Instructions to follow. Set down exactly, with nothing added, the lines from the one containing "Query: building roof" through the end of the entries.

··· Data under study

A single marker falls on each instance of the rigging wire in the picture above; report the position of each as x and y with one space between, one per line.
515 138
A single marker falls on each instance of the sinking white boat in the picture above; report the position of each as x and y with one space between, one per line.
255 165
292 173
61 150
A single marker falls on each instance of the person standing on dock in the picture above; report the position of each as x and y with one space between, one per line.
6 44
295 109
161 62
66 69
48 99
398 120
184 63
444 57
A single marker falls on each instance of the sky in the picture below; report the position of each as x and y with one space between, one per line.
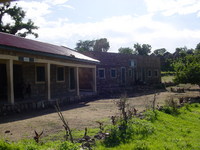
161 23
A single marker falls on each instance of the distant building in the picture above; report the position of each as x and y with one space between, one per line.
118 70
33 71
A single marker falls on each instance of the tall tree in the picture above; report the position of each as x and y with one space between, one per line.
82 46
101 45
160 51
125 50
17 26
197 49
143 49
188 69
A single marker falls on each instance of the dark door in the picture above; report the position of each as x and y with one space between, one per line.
3 82
72 78
123 75
18 81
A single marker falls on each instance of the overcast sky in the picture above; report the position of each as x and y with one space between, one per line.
161 23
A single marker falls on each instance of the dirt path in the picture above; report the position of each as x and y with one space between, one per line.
79 116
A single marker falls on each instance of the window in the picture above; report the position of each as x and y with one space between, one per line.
101 73
40 73
149 73
72 80
132 63
130 73
156 73
113 73
60 74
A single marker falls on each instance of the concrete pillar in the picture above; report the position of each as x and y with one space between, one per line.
48 80
77 81
10 86
94 79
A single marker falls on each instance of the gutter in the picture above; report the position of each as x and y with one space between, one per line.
47 54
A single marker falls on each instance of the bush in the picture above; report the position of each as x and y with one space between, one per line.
124 132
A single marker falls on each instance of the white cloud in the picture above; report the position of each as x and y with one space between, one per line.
121 31
56 2
171 7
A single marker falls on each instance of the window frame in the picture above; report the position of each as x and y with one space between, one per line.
104 75
150 71
58 67
130 71
113 69
155 73
36 74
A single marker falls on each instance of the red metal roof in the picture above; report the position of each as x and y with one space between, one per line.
32 45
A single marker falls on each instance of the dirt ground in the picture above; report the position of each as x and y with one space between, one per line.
78 116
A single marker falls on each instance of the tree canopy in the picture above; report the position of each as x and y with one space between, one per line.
100 45
17 26
143 49
188 69
125 50
160 51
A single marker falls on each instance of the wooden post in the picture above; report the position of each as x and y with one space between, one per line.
94 80
77 81
48 80
10 89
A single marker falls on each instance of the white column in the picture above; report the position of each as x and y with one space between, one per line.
10 89
77 81
48 80
94 79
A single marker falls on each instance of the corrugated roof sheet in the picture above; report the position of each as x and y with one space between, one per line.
36 46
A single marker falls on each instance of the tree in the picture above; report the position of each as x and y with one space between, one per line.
125 50
16 26
101 45
160 51
197 49
188 70
82 46
143 49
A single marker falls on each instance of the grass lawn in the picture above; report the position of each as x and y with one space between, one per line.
165 132
171 132
166 79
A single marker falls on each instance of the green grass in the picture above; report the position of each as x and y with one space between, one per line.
167 79
156 132
171 132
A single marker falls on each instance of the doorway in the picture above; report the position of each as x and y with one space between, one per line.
72 81
123 75
3 82
18 81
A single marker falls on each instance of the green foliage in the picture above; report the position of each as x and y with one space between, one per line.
143 49
170 132
188 70
68 146
125 132
125 50
17 26
32 145
160 51
100 45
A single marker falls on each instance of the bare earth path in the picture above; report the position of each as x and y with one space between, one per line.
79 116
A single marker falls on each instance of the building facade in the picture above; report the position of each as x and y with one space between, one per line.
117 70
33 71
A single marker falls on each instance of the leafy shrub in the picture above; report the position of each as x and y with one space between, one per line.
124 132
151 115
68 146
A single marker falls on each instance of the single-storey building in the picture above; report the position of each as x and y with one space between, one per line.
116 71
32 70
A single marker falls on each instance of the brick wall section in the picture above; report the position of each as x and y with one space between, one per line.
140 72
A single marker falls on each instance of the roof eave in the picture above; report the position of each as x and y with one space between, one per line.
48 54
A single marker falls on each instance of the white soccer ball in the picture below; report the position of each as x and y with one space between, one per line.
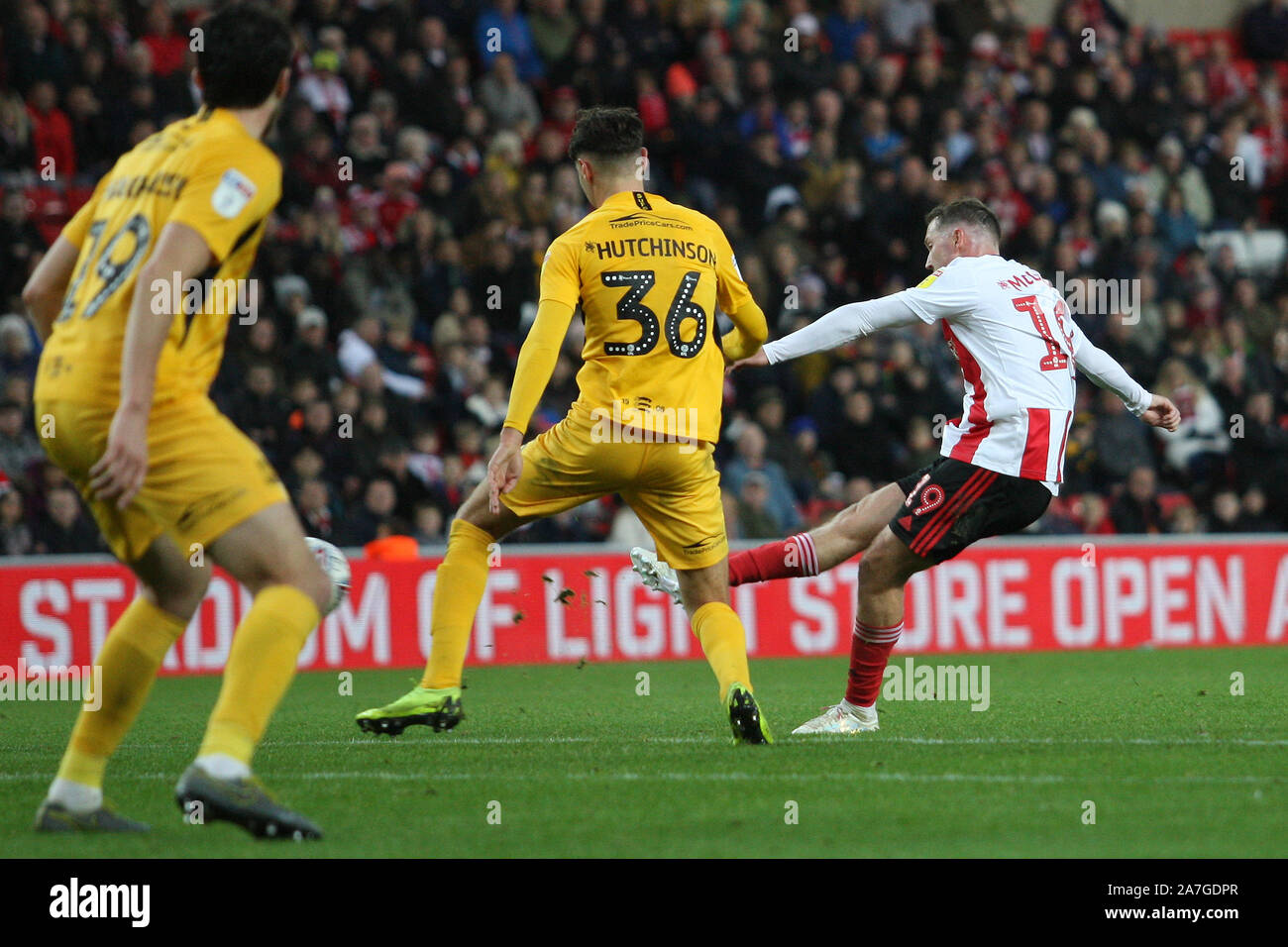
336 567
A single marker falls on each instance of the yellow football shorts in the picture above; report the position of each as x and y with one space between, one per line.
204 475
673 487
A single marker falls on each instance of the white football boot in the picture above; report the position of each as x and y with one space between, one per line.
656 574
844 718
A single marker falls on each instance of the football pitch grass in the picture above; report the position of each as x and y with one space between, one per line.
566 761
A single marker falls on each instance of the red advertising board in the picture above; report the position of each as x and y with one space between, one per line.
546 604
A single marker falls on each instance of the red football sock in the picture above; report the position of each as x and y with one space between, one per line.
778 560
870 652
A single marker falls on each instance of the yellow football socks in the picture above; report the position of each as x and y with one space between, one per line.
261 668
458 591
724 643
129 660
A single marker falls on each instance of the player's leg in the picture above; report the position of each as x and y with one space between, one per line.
948 509
677 496
266 552
171 589
558 474
837 540
214 492
823 548
717 628
459 585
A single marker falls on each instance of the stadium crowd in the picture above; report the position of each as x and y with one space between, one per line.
424 174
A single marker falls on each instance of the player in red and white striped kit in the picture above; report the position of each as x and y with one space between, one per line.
1001 462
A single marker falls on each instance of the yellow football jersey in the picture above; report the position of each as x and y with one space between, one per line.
648 275
205 171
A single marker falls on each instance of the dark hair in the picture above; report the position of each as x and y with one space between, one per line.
606 133
244 50
966 210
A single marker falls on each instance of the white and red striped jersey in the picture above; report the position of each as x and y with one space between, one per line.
1017 344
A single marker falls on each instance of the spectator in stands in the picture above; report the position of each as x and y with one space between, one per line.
16 536
780 504
18 446
1198 447
63 528
1137 509
425 167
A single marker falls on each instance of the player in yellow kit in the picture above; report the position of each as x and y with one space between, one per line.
648 275
133 302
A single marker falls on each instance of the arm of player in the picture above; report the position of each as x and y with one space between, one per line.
1107 372
844 324
561 289
750 331
119 474
48 285
733 295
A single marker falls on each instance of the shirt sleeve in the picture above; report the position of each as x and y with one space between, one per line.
227 196
732 290
844 324
1107 372
947 292
734 296
561 274
537 363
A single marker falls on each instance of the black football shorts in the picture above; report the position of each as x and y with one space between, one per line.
951 504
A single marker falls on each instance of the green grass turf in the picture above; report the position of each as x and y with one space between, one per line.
583 766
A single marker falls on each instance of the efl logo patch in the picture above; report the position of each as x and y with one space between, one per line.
232 193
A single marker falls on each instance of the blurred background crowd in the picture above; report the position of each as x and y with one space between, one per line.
425 171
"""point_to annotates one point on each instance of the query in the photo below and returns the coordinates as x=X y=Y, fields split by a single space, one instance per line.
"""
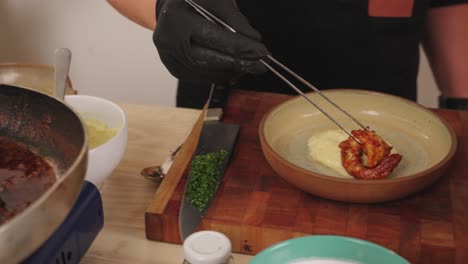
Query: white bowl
x=103 y=159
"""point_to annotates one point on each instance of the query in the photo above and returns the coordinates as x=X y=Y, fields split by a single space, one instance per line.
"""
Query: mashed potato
x=323 y=148
x=98 y=132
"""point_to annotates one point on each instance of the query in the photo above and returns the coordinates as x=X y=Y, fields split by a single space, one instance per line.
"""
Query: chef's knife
x=215 y=136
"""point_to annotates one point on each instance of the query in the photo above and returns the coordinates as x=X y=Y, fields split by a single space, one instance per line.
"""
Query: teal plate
x=329 y=249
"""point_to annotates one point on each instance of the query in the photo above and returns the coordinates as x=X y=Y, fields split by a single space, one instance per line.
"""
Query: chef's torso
x=360 y=44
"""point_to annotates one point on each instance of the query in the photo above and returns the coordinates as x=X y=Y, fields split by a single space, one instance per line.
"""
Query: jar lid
x=207 y=247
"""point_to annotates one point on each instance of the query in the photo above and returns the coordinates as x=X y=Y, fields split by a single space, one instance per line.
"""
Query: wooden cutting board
x=256 y=208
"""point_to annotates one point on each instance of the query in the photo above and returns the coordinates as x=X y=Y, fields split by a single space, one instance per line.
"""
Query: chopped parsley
x=205 y=176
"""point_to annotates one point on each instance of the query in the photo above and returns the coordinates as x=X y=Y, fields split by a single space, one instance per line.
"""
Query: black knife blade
x=215 y=136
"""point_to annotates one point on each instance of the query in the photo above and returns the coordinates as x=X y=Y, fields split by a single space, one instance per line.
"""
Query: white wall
x=112 y=57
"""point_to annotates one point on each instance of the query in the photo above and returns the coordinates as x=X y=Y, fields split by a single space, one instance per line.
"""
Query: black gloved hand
x=194 y=48
x=453 y=103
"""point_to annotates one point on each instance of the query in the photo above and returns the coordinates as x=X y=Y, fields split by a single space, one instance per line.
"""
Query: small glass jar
x=207 y=247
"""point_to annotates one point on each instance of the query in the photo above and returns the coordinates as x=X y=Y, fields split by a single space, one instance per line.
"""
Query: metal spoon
x=62 y=67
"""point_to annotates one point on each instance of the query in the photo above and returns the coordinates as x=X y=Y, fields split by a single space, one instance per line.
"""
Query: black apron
x=332 y=44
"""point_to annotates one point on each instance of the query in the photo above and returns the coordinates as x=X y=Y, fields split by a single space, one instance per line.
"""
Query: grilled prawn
x=380 y=163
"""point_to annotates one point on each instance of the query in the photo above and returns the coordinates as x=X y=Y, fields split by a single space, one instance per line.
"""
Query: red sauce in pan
x=24 y=176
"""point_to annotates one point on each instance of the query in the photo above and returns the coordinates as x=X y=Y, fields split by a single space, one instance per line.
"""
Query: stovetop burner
x=73 y=238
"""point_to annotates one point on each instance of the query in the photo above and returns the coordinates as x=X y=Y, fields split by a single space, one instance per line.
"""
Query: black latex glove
x=194 y=48
x=453 y=103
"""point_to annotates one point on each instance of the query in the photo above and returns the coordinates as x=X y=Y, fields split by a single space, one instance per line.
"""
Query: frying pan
x=58 y=134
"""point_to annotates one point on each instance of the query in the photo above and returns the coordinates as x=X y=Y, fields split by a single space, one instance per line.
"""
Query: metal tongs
x=209 y=16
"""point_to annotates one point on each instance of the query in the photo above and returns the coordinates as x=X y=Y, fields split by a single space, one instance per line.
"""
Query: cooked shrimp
x=377 y=151
x=374 y=147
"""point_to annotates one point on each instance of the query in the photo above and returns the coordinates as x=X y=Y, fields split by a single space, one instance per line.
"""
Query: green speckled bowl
x=326 y=247
x=426 y=142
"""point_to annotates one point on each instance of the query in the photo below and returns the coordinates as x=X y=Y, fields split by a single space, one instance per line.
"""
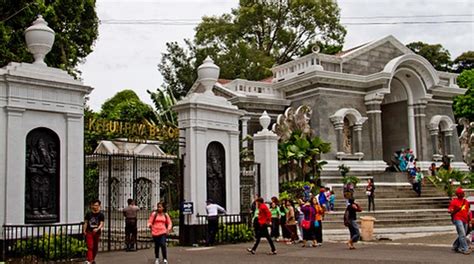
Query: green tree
x=251 y=39
x=126 y=106
x=463 y=105
x=438 y=56
x=465 y=61
x=74 y=21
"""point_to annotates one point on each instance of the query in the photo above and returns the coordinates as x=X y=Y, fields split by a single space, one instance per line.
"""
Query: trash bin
x=367 y=228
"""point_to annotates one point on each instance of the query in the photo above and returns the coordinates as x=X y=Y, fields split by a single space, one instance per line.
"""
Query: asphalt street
x=432 y=249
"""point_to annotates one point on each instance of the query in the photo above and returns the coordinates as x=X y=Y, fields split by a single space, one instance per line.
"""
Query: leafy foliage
x=51 y=247
x=436 y=54
x=293 y=190
x=463 y=105
x=303 y=152
x=74 y=21
x=465 y=61
x=444 y=180
x=343 y=169
x=236 y=233
x=247 y=42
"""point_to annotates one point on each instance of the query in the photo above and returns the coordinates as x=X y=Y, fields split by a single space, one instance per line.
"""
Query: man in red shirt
x=264 y=220
x=459 y=210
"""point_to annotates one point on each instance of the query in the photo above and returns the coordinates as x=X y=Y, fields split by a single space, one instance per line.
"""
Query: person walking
x=291 y=222
x=276 y=214
x=286 y=235
x=264 y=220
x=307 y=224
x=93 y=225
x=350 y=221
x=459 y=209
x=370 y=192
x=213 y=211
x=318 y=223
x=130 y=214
x=160 y=224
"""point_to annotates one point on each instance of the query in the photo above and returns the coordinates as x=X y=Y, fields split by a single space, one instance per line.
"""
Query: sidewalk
x=428 y=249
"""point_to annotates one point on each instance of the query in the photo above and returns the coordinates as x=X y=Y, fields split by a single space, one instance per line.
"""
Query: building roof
x=122 y=146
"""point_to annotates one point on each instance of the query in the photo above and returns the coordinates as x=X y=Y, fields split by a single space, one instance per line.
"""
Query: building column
x=358 y=136
x=374 y=113
x=339 y=127
x=15 y=168
x=434 y=144
x=420 y=131
x=448 y=135
x=244 y=120
x=265 y=146
x=74 y=166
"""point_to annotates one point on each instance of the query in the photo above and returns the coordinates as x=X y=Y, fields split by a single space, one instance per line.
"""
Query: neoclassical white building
x=368 y=102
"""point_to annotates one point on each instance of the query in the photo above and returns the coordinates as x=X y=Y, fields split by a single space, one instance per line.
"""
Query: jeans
x=371 y=202
x=262 y=231
x=160 y=242
x=460 y=244
x=212 y=228
x=130 y=233
x=92 y=241
x=354 y=230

······

Answer space.
Query: building roof
x=122 y=146
"""point_to annotates one point on each instance of the query in the photo above and returns the coordinates as x=X y=Y, fields split by a single space, one instance per line.
"""
Query: building column
x=358 y=136
x=374 y=113
x=339 y=127
x=15 y=168
x=434 y=144
x=420 y=131
x=448 y=135
x=244 y=120
x=265 y=146
x=74 y=166
"""point_to annotates one point on each instance of the query in the photo above and returns the coordinates as x=X y=Y, fields split by a single space, one instance per line.
"""
Query: neoclassical white building
x=368 y=102
"""point_to annotates one point on each instance of the query in the photo above and returns the coordinates as x=X y=Y, fields split by a single space, one instance per line.
"""
Query: jeans
x=371 y=202
x=262 y=231
x=160 y=242
x=460 y=244
x=212 y=228
x=130 y=233
x=92 y=241
x=354 y=230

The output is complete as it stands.